AU niveau au dessus, au niveau économique, il est aberrant d’ajouter des choux et des carottes pour piloter. Le B.A BA est de toujours tout séparer. Quand je mets le clignotant, je ne veux pas que ca lance les essuie glace. Quand je freine, je ne veux pas que ca me fasse tourner à droite ou a gauche. Quand on gagne avec des LED, on ne veut pas que ca déclenche des consommations sauvages… Donc, il faut passer en INTENTIONNEL…. et bien entendu gérer en « communs » les intentions; Il ne faut surtout pas privatiser le co-construction de l’avenir…. En tirant cet écheveau, on construit des solutions « normales » au sens respectant normalement les règles de pilotage et cet effet Jevons est juste une conséquence d’erreur fondamentale, comme les crises résultent … des 15 bugs fondamentaux de l’Economie… Mais personne n’en parle. Les universitaires n’en parlent pas, d’abord parce qu’ils sont rares à avoir étudié les règles de pilotage, ensuite, parce que « si on appliquait ce que tu proposes, on couperait les finances de mon laboratoire »…
Nous avons tout ce qu’il faut pour repartir sainement… plus l’obligation de violer des règles élémentaires…
Ceci est conforme à « l’ordre étrange des choses » d’Antonio Damasio – spécialiste du cerveau – … dont on comprend maintenant l’explication physiologique.. si on fait le pont entre différentes sciences… notion qui a été interdite en 1986 par l’Europe qui a interdit les financements de recherches fondamentales !

......

_À FAIRE_
(A) Relevez dans l'extrait chaque situation annoncée par une phrase qui commence par « Quand ».
(B) D'après l'extrait, de quoi Antonio Damasio est-il spécialiste ?

_ENREGISTREMENTS_

......

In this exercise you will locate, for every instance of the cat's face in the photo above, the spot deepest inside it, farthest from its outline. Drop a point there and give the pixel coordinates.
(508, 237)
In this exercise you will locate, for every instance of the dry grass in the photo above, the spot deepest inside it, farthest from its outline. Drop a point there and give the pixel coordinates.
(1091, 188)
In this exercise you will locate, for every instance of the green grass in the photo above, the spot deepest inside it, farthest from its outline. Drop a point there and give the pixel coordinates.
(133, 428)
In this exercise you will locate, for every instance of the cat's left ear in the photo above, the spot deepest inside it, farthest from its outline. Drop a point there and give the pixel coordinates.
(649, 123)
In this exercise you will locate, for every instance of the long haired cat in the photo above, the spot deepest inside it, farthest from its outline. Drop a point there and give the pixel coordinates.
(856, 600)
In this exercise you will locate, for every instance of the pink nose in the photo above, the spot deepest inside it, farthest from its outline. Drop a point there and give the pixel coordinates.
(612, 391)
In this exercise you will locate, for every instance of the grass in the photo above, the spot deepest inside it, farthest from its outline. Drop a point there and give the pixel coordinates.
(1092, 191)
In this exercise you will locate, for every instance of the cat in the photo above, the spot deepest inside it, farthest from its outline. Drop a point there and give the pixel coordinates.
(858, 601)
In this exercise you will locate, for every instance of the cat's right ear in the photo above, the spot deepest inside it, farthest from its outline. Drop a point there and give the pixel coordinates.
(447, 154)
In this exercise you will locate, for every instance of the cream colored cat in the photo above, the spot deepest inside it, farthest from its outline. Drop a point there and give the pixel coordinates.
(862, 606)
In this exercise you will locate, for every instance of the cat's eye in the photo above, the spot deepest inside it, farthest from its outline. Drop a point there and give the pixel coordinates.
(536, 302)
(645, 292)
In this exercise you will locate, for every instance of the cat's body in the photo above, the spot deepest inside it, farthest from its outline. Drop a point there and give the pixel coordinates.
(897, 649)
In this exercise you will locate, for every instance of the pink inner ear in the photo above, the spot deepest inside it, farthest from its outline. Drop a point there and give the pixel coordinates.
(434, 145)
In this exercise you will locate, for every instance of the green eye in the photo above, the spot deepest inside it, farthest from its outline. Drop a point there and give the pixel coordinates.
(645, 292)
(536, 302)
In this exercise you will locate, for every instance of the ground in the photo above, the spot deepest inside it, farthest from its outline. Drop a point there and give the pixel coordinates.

......

_LES RÉPONSES_
(A)
- mettre le clignotant
- freiner
- gagner avec des LED

(B) Du cerveau.